(Dataset items)

[Start of Attachment]

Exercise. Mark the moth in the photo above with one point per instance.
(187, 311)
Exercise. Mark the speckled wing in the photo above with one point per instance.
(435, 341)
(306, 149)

[End of Attachment]

Task description
Recopy the entries above in their entirety, exactly.

Problem solution
Exercise. Mark the moth in the photo above with one point per instance.
(187, 311)
Exercise. Mark the speckled wing in the photo above with one point per instance.
(435, 341)
(306, 149)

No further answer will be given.